Please pick out each line in the records below that contains the word "trace" and copy those lines.

+++ Provided records

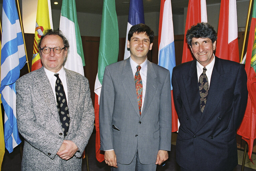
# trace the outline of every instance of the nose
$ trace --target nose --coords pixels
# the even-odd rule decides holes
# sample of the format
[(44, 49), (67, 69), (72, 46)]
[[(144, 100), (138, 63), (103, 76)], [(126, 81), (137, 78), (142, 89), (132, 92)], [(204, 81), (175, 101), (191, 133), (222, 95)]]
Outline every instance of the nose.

++++++

*Written solution*
# trace the outline of every instance of the nose
$ trace --target nose --coords pixels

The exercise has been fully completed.